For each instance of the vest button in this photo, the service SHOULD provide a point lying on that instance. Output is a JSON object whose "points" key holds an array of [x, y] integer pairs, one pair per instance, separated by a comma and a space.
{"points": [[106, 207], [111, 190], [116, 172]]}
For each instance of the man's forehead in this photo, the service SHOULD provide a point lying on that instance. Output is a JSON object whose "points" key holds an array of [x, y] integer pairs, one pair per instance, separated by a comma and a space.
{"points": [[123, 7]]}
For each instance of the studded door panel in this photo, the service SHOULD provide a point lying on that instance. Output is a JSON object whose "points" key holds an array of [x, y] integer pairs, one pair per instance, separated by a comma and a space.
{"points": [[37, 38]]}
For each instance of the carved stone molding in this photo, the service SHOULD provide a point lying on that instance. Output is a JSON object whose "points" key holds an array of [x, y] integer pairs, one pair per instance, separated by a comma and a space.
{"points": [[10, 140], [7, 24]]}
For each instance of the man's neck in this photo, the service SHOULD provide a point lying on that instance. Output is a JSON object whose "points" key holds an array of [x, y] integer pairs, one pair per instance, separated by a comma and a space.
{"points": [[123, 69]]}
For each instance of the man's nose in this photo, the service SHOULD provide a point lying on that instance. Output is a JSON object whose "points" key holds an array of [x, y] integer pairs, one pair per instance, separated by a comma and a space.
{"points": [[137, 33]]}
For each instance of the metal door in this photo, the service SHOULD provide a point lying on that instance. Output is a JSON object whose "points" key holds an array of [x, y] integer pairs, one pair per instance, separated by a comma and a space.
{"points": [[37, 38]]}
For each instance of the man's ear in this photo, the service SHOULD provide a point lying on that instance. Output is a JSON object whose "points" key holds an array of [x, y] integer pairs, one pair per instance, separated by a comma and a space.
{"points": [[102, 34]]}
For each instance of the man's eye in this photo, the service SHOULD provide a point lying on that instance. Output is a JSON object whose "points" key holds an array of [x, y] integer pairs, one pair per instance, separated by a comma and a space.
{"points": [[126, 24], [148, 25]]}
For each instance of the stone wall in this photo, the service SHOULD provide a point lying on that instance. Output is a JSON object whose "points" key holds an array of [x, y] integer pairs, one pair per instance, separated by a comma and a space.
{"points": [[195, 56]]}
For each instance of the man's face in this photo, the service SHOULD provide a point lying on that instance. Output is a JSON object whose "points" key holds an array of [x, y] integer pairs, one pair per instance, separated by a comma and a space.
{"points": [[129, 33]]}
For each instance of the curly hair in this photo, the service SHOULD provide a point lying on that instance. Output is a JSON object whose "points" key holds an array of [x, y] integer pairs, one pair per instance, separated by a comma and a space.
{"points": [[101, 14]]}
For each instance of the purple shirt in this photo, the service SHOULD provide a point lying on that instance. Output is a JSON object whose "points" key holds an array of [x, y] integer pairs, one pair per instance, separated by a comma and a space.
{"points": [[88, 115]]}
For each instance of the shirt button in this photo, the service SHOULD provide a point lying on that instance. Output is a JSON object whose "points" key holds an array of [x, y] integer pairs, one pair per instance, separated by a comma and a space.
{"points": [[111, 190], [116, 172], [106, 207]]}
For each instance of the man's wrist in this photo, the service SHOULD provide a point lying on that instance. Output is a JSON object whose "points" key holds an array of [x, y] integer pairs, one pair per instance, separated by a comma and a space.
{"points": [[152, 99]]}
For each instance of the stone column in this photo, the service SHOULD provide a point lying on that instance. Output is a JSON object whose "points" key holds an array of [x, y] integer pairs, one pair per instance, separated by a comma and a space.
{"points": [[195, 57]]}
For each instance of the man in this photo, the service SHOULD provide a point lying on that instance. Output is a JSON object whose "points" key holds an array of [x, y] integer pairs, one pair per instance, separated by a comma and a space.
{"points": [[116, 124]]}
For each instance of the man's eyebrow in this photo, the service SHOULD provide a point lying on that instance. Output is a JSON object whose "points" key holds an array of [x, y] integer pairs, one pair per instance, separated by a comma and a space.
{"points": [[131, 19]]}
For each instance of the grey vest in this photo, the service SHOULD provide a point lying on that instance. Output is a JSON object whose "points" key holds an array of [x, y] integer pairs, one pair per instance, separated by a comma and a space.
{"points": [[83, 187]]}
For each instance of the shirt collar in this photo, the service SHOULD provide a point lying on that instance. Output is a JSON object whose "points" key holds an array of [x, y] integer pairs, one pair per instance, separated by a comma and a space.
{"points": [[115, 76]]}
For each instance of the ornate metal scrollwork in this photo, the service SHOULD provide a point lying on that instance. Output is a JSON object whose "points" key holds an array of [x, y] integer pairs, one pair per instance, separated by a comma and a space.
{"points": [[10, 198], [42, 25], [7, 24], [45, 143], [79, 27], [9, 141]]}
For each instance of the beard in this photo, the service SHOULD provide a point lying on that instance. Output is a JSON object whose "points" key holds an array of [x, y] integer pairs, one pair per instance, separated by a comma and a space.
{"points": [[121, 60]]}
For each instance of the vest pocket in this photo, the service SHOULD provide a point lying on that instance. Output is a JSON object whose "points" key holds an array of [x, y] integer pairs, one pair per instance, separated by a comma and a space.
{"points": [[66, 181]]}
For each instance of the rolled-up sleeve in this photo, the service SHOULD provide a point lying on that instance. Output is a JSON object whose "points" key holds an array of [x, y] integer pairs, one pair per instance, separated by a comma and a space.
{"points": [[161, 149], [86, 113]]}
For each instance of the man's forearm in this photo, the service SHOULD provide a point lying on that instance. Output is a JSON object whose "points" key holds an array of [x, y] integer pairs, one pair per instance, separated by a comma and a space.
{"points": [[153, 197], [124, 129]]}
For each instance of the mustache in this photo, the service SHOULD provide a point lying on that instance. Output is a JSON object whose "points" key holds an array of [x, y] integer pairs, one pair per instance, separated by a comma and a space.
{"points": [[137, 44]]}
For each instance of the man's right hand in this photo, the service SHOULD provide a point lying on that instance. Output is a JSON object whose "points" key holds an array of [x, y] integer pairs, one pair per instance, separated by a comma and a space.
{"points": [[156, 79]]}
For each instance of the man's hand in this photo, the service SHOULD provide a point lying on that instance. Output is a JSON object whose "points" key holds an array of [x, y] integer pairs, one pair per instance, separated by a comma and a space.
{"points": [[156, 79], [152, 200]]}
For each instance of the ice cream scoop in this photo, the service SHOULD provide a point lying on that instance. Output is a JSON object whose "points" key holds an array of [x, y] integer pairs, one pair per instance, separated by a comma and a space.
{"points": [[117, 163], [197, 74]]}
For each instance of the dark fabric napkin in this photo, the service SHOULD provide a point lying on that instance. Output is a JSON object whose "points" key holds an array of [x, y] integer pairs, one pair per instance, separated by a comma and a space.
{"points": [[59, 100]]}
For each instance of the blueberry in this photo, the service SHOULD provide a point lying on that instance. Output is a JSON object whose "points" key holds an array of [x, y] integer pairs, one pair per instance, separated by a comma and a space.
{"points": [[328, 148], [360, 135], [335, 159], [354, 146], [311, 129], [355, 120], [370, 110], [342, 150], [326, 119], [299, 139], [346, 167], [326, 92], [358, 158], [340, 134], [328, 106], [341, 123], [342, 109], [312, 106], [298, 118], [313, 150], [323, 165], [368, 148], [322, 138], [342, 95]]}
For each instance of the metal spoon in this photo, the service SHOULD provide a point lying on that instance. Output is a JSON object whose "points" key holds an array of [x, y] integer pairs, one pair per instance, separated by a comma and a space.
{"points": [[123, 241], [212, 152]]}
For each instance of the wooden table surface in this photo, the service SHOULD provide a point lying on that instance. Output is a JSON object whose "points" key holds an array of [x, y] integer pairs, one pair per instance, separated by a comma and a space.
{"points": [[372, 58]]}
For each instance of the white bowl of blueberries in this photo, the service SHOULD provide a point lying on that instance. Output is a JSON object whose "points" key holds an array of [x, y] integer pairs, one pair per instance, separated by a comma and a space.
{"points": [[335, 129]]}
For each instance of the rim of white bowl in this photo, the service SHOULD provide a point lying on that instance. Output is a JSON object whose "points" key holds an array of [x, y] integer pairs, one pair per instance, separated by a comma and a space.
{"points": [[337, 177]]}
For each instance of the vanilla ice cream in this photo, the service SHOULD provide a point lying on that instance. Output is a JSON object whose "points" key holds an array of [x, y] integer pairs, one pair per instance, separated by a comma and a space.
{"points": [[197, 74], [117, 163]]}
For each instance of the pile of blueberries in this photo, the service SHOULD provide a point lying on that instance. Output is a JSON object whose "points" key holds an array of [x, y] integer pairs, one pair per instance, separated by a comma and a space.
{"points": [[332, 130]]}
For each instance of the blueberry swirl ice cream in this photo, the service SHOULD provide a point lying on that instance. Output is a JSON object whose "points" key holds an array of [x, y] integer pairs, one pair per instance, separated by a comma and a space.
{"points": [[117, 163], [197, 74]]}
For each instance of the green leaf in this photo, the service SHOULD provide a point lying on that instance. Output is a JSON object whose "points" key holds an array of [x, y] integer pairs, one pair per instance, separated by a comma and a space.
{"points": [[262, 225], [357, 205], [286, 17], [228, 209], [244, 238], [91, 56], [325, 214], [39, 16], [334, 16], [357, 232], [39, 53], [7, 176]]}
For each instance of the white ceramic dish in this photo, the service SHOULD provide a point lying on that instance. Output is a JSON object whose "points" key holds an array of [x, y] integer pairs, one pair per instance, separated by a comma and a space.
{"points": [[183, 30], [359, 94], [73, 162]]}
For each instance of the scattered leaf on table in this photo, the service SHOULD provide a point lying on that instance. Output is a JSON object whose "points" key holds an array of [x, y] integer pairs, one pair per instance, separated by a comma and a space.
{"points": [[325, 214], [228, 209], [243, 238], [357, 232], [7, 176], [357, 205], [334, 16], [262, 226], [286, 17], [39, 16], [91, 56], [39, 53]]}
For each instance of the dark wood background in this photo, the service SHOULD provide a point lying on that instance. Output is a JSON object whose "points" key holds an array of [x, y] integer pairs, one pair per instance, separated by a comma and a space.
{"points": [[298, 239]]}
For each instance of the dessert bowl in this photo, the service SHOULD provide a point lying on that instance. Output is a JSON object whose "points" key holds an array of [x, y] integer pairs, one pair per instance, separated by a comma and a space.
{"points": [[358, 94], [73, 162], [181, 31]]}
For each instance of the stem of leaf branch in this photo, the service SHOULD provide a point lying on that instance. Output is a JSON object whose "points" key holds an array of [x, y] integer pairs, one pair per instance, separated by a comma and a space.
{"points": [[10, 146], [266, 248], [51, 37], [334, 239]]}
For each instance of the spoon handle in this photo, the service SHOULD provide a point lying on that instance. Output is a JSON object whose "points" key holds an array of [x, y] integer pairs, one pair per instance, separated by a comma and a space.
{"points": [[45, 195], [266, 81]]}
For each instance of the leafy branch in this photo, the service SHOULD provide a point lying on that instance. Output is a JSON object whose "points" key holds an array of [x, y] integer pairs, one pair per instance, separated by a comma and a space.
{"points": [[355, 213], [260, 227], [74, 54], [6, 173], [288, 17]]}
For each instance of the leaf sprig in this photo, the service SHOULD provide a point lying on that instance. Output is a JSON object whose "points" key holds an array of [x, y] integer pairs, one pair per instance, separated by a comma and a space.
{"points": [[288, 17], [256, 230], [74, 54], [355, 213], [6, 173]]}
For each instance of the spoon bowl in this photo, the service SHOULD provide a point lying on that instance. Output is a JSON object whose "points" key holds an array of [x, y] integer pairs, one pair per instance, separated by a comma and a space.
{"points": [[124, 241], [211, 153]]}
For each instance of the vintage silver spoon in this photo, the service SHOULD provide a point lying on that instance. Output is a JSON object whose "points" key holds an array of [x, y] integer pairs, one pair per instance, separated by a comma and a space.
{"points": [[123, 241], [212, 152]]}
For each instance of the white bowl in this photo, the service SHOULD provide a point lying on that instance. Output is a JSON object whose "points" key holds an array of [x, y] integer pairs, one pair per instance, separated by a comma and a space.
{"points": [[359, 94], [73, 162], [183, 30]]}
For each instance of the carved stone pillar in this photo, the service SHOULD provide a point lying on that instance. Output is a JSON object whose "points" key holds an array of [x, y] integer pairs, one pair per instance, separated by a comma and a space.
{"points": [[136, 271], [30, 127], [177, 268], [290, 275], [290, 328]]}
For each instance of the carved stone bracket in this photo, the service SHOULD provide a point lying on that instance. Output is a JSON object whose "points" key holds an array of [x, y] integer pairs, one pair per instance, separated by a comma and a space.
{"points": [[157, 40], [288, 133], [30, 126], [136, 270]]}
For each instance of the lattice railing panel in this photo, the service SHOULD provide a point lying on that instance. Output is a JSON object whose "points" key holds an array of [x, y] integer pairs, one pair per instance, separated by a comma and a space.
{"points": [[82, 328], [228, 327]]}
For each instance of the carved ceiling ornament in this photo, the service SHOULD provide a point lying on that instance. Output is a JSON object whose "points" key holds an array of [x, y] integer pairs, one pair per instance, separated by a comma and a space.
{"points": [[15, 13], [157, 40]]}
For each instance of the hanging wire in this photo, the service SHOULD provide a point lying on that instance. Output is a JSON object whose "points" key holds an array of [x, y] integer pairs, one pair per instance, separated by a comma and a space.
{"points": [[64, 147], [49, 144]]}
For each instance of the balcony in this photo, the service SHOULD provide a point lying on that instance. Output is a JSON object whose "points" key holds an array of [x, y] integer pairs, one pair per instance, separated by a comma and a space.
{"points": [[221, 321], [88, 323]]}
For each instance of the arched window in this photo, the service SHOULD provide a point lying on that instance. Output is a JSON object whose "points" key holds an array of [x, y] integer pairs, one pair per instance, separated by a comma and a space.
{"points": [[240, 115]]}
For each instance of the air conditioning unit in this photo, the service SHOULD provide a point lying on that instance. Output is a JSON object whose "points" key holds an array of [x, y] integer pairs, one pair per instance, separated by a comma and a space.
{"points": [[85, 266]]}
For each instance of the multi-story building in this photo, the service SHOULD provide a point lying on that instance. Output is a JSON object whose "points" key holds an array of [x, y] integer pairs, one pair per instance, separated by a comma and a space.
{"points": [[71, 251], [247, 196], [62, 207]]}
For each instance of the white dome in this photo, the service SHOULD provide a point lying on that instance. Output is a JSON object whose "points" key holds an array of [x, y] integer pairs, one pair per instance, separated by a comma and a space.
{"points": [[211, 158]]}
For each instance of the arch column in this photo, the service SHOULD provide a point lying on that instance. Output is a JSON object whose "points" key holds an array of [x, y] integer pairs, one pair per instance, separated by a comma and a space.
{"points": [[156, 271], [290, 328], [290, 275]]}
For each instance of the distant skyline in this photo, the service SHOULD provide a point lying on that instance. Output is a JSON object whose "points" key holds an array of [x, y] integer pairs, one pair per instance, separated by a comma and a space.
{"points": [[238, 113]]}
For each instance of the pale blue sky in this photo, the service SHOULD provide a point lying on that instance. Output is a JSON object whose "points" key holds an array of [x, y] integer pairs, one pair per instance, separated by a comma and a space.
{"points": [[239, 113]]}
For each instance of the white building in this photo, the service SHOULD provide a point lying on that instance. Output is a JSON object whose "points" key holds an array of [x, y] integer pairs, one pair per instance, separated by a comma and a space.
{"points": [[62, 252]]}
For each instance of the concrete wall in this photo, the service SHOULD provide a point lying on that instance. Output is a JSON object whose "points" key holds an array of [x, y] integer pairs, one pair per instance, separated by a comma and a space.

----

**To be done:**
Reproduce, word for word, only the lines from the one that contains "For each instance of the white building" through the final line.

**In response:**
For each instance of the white building in this photo, the service SHOULD provide a point lying on that instance. Output is a JSON object whose "points" key holds an array of [x, y] integer pairs, one pair per instance, separated by a comma and a space.
{"points": [[62, 252]]}
For each instance of the concrete wall in this photo, the service SHOULD provide a point lying on that instance. Output is a JSON object whose "points" key holds an array of [x, y] integer pairs, one pair per instance, separated by a comma and a space.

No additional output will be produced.